» Work instruction
Exclude all pictures, then restate the entries below word for word.

(Dataset entries)
+++
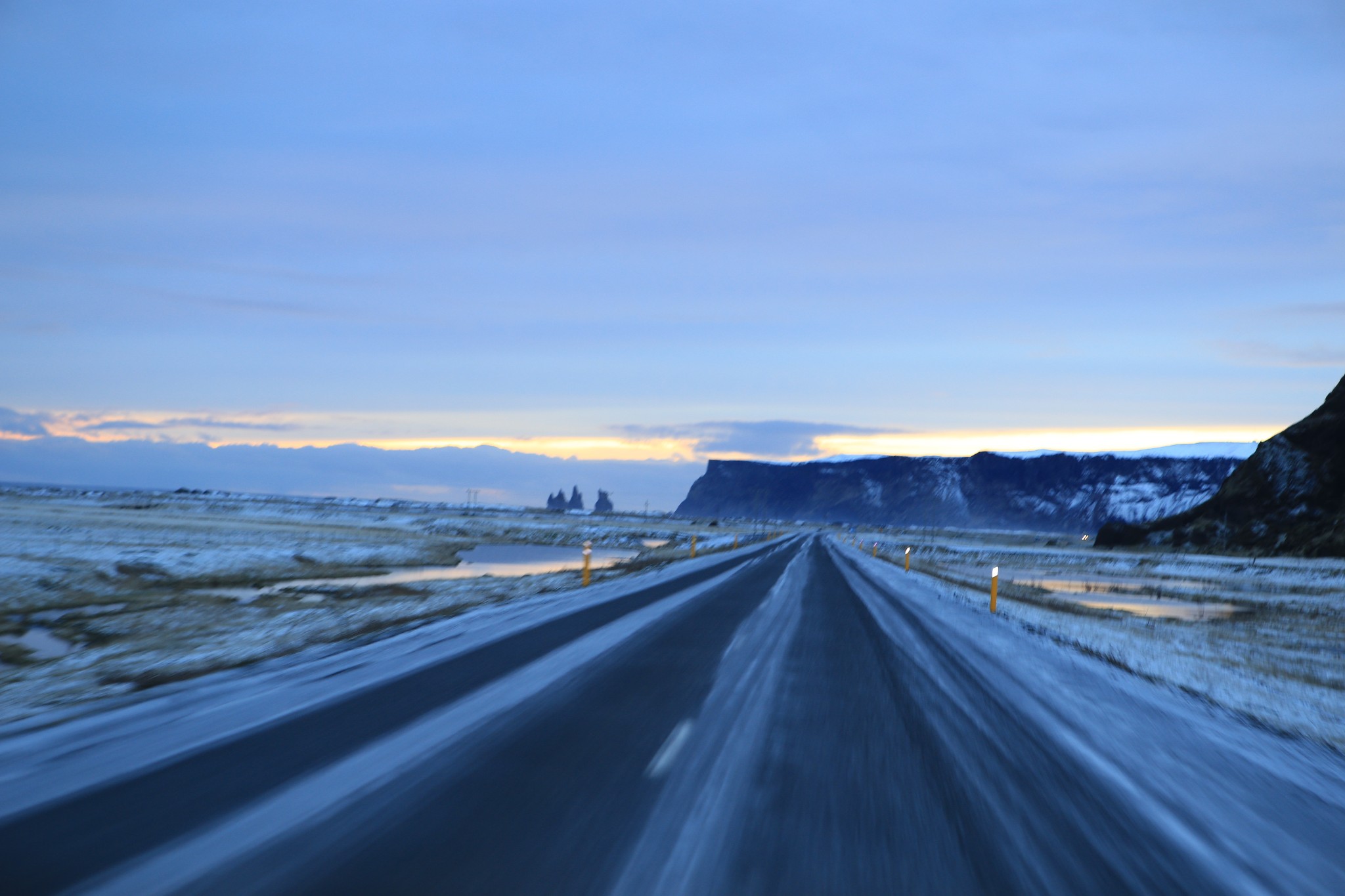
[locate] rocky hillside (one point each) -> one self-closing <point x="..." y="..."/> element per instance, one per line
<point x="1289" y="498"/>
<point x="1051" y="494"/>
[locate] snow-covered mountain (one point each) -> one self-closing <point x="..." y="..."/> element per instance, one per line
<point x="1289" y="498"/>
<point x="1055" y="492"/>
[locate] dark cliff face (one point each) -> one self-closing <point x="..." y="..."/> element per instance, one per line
+++
» Task solution
[locate] rocky hillside (one point each) -> one self-closing <point x="..." y="..."/> element per instance, one per line
<point x="1289" y="498"/>
<point x="1051" y="494"/>
[locate] snow-covered mountain (one point each) -> one self-closing <point x="..." y="..."/> element per instance, one per line
<point x="1289" y="498"/>
<point x="1055" y="492"/>
[locate] dark cliff face (one point each) -> one self-closing <point x="..." y="..."/> element per instance, one per line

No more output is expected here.